# WRITTEN INSTRUCTION
Starting at the line that contains "Give one point for each instance of the distant building", reproduce every line through the end of the entries below, with no pictures in the copy.

# ENTRIES
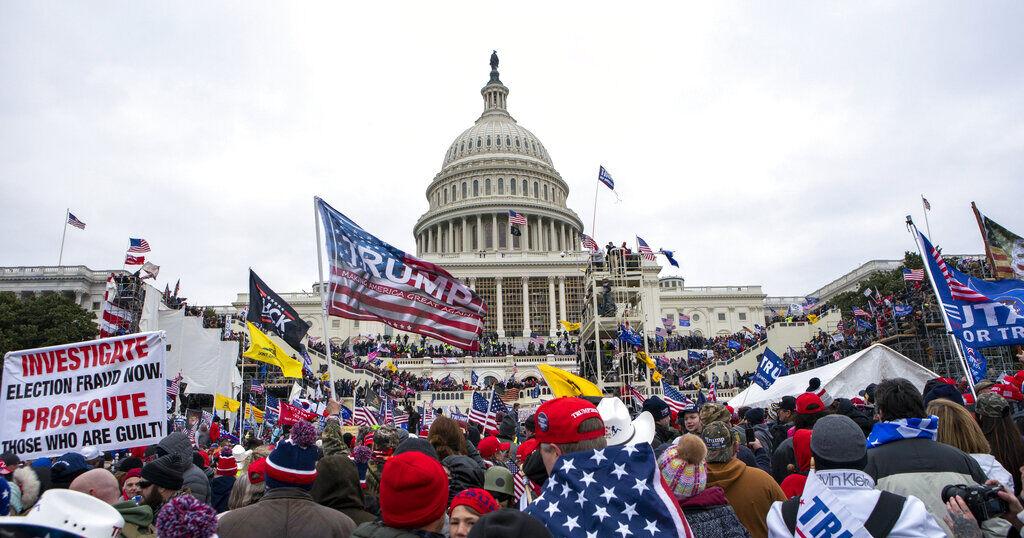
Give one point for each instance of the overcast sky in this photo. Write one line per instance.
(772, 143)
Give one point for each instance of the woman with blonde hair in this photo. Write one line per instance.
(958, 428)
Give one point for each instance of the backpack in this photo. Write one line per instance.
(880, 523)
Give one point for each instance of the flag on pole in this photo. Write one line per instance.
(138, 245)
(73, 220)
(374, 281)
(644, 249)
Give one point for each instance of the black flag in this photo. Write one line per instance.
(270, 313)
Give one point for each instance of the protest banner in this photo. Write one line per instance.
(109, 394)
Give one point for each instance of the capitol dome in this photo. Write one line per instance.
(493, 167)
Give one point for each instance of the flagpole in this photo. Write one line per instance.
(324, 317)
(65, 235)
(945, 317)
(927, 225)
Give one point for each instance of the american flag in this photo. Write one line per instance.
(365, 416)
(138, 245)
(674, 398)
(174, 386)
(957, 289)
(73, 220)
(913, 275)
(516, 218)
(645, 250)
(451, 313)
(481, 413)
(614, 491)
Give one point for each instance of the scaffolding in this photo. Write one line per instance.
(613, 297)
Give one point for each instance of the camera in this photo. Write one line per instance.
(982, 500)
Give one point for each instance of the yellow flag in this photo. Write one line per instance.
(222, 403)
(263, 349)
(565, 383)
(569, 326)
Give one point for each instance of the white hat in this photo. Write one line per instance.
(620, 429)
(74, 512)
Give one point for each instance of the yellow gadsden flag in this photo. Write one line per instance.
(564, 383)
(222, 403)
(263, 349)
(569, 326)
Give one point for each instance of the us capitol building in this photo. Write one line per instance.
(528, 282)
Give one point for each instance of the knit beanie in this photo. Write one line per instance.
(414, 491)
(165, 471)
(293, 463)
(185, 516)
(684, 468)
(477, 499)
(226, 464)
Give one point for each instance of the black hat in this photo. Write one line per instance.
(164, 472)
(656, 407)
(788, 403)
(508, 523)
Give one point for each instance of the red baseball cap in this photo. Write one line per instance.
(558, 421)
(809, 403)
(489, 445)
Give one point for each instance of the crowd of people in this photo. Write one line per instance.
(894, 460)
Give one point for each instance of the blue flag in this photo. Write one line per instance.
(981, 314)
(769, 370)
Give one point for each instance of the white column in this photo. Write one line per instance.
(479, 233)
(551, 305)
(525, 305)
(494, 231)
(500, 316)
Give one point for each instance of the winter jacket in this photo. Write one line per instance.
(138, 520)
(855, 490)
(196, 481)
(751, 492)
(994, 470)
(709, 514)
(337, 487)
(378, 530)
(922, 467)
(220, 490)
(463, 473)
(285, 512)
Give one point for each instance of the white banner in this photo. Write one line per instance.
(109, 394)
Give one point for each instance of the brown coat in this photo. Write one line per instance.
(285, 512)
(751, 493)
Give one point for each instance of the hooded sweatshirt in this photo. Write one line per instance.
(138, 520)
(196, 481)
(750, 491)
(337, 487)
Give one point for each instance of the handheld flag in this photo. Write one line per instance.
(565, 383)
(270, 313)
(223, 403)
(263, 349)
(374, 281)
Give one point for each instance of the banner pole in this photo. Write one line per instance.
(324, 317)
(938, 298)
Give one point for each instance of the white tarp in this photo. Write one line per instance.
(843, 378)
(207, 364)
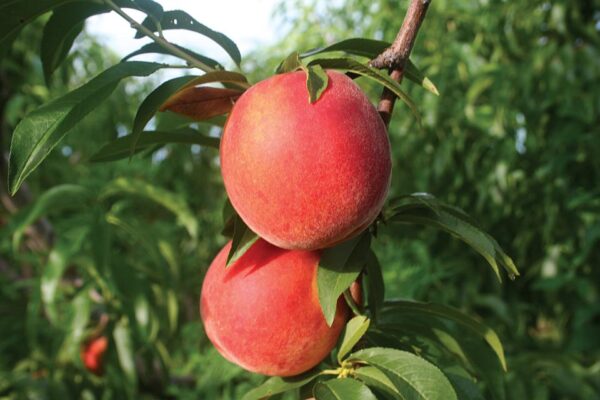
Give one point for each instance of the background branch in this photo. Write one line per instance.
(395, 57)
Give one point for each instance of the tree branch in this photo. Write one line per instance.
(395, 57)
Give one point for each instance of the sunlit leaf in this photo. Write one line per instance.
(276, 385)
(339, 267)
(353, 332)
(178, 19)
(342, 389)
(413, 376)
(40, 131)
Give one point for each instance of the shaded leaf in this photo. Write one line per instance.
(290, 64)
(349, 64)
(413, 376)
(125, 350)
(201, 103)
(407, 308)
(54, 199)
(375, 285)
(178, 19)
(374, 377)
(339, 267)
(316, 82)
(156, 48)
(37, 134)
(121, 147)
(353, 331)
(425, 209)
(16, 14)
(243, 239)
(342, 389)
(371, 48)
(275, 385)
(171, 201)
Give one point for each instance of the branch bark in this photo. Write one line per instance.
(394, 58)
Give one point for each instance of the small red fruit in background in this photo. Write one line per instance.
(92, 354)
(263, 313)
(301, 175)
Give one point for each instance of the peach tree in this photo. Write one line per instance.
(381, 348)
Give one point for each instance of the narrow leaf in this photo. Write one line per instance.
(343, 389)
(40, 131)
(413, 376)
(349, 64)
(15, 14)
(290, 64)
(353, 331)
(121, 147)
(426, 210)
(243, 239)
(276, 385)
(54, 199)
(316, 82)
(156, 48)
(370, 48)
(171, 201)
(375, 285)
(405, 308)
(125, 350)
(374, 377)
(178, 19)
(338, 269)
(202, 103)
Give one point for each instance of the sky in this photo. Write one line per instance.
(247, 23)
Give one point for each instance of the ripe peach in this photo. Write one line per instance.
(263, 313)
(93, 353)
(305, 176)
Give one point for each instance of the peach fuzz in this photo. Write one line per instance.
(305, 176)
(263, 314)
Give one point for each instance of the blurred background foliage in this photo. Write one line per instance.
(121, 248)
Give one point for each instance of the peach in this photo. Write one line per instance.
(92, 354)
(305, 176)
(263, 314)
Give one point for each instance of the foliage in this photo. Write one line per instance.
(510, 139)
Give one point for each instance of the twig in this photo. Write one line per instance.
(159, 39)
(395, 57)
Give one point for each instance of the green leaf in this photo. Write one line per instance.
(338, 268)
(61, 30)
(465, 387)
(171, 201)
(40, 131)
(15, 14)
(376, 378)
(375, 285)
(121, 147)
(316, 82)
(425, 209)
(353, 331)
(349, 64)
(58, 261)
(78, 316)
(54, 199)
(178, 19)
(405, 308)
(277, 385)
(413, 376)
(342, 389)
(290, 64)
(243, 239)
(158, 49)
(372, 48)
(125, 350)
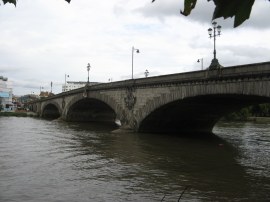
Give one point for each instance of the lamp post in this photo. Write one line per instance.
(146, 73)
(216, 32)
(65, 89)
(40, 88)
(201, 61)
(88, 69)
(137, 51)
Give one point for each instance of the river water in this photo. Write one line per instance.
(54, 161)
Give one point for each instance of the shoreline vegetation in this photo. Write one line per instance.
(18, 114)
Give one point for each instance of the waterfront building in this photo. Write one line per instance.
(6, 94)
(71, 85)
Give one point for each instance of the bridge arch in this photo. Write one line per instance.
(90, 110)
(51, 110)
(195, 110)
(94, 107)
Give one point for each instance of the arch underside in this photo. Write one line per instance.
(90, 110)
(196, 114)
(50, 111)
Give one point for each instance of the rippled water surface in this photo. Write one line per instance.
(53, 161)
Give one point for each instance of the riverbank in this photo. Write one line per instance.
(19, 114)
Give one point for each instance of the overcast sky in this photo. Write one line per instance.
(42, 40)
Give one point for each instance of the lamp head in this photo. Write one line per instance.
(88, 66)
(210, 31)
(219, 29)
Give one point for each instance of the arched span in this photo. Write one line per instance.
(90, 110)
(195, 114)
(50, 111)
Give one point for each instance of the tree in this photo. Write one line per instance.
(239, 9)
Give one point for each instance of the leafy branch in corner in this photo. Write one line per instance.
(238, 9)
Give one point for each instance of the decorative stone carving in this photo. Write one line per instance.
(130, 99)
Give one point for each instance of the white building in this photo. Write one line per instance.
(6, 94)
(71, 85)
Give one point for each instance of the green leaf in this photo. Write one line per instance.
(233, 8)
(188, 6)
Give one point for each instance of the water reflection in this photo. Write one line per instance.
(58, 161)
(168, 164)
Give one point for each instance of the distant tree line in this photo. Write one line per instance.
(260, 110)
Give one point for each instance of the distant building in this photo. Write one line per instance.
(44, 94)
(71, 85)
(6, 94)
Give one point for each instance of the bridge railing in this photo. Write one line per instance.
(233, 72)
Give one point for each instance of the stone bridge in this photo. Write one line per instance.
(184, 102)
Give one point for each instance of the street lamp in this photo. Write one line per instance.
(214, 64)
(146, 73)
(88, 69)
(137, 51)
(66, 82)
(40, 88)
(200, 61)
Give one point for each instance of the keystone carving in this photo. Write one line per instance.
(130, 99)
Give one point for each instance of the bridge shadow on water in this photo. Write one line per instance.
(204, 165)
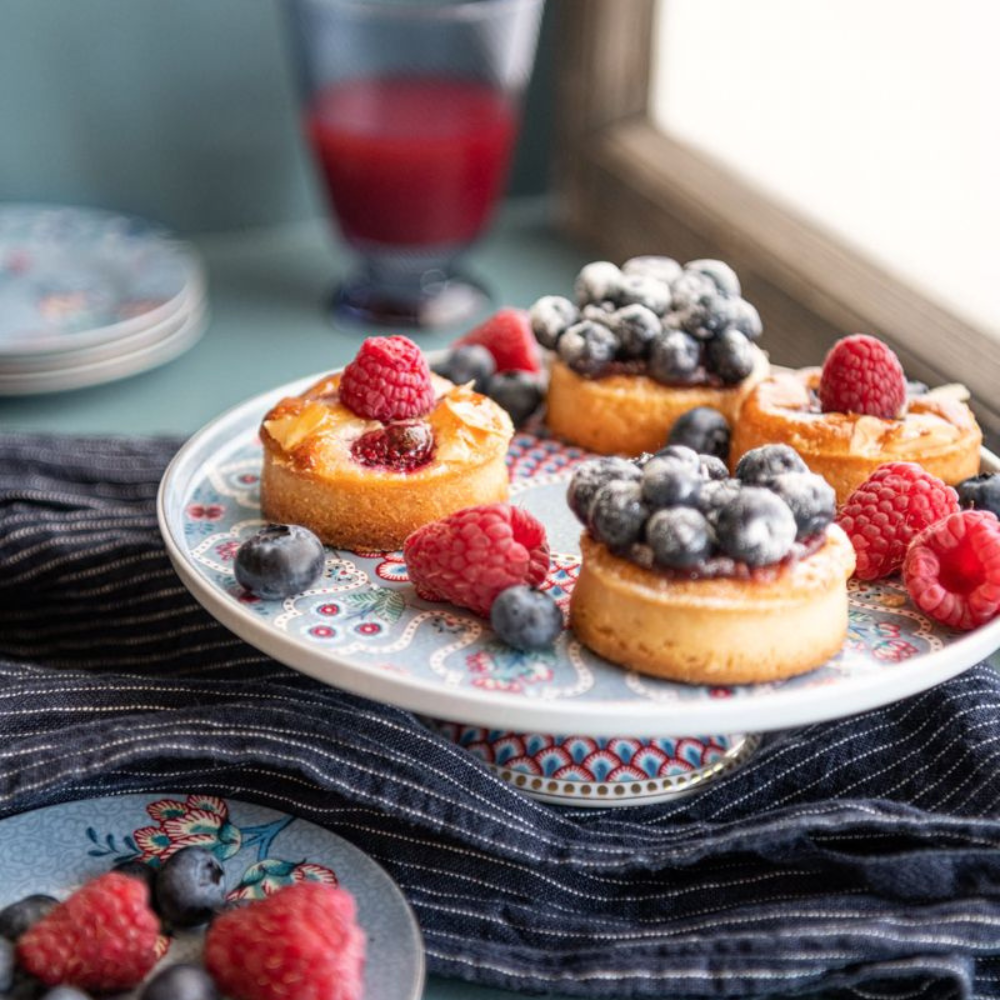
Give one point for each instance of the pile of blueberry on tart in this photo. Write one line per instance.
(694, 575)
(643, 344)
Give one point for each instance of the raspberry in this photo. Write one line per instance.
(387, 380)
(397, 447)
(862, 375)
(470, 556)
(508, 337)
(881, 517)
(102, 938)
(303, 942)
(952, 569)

# OUTPUT FOR THIS EXERCISE
Give one point for each instance of the distant building in this photo. Write one line per instance.
(44, 94)
(71, 85)
(6, 94)
Give one point for each instance of the bridge railing in this photo. Write one line per instance.
(233, 72)
Give one point for each instance of the stone bridge in this photo. Write one line per instance.
(184, 102)
Give one point for each instance of the street lamp in this photo. Write one line per instance.
(214, 64)
(146, 73)
(88, 69)
(137, 51)
(66, 82)
(40, 88)
(200, 61)
Give one point for each instance of the keystone carving in this photo. Write one line per instance.
(130, 99)
Give one point for each instance of the bridge shadow on water in this photo. Write one line per instance.
(204, 165)
Give one point for each instance of the pile of blueberry on tart in this photo. Write one line per instance.
(694, 575)
(643, 344)
Give one point for each instance of the raspberry in this photo. Write one line per instance.
(387, 380)
(397, 447)
(862, 375)
(470, 556)
(508, 337)
(881, 517)
(102, 938)
(303, 942)
(952, 569)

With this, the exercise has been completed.